SÉRIE D'EXERCICES:
- A) Recopiez fidèlement le passage du récit de la soirée qui va de « Il n’est pas » jusqu'à « le mien arrive. ».
- B) D'après le récit de la soirée, quel thème a déjà été choisi pour le prochain vidéodrome ?

EXTRAIT DU DOCUMENT:
La conclusion de la soirée est confiée à Anne et à Tex Avery. Le Chat qui détestait les gens. Fatigué des mauvais traitements qu’on lui inflige, un matou renfrogné s’envoie sur la Lune pour y trouver la paix… et se retrouve poursuivi par des objets coupants, contondants, urticants ou autres. Harcelé, molesté, déchiqueté, il retourne sur cette bonne vieille Terre où il peut enfin être piétiné et bousculé tranquillement. « L’Enfer, c’est les objets ».
Il n’est pas loin d’une heure du matin quand le vidéodrome s’achève. On a déjà prévu le thème du prochain : la paranoïa. Voilà qui promet ! Anne remet ses chaussures vertes à talons qui, finalement, étaient peut-être l’objet que nous avons recherché pendant toute cette soirée sans le savoir. Nous quittons l’immeuble de Pierre, Jacques-Pierre se met à la recherche d’un taxi, Anne et moi descendons dans le métro, et nous nous séparons tout de suite parce que le mien arrive.

ENREGISTREMENTS DE DONNÉES:
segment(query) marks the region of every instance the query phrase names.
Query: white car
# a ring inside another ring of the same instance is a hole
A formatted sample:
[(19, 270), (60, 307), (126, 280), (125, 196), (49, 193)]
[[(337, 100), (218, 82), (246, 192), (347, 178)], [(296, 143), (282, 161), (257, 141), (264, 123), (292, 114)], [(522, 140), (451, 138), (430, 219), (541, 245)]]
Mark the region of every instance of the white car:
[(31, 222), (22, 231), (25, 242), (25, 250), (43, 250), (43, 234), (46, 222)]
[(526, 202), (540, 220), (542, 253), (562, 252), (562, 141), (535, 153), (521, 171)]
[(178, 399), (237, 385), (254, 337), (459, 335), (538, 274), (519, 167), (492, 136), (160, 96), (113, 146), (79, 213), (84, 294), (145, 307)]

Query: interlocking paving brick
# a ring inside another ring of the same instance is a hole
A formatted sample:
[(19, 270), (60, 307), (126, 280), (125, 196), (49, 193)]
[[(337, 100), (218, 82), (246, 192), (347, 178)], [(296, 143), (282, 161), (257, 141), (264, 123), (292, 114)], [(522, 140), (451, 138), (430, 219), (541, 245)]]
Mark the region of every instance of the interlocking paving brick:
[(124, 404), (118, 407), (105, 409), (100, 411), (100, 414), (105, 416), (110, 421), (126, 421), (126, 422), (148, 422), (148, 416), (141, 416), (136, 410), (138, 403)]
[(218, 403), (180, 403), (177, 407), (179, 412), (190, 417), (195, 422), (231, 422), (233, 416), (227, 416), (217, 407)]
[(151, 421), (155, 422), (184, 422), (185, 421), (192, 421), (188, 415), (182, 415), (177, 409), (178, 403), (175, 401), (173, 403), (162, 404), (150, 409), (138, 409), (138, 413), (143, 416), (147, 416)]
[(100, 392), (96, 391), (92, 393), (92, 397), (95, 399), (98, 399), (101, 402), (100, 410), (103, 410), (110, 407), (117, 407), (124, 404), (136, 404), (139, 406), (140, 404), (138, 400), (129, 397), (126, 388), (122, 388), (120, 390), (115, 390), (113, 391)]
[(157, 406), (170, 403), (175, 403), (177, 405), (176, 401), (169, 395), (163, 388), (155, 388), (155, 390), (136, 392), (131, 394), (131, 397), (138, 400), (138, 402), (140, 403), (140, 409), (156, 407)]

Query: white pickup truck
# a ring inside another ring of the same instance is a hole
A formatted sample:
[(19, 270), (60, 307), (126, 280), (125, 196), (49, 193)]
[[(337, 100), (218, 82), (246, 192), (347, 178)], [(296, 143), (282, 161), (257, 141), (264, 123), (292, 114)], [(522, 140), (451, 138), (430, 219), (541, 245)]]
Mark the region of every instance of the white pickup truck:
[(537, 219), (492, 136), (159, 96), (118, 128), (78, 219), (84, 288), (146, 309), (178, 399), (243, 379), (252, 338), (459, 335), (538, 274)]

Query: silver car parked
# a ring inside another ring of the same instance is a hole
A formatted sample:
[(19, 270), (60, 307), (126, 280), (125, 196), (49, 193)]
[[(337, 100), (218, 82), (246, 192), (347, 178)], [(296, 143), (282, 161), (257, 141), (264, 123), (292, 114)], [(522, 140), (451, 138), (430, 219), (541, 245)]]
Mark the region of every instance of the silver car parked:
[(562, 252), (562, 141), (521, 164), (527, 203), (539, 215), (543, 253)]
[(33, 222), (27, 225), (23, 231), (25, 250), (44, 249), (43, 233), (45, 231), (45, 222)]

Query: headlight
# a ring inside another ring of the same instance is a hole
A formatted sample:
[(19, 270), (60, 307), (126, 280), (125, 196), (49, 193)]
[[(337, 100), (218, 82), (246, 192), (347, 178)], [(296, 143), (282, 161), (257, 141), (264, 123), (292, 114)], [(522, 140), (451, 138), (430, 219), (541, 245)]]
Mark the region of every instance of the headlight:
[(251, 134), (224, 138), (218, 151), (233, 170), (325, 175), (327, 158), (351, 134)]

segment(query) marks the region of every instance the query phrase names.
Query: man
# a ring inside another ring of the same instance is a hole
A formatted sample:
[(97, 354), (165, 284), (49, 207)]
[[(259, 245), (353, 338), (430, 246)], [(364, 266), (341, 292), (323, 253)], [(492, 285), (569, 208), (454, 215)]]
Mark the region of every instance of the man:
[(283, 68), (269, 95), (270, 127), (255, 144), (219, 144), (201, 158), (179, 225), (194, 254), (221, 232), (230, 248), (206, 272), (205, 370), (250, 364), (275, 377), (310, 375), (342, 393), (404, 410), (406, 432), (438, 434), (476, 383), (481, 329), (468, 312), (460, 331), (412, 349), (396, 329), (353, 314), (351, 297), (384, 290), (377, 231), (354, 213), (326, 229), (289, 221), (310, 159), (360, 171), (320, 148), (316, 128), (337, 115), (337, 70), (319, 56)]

CORRIGÉS:
- A)
Il n’est pas loin d’une heure du matin quand le vidéodrome s’achève. On a déjà prévu le thème du prochain : la paranoïa. Voilà qui promet ! Anne remet ses chaussures vertes à talons qui, finalement, étaient peut-être l’objet que nous avons recherché pendant toute cette soirée sans le savoir. Nous quittons l’immeuble de Pierre, Jacques-Pierre se met à la recherche d’un taxi, Anne et moi descendons dans le métro, et nous nous séparons tout de suite parce que le mien arrive.

- B) La paranoïa.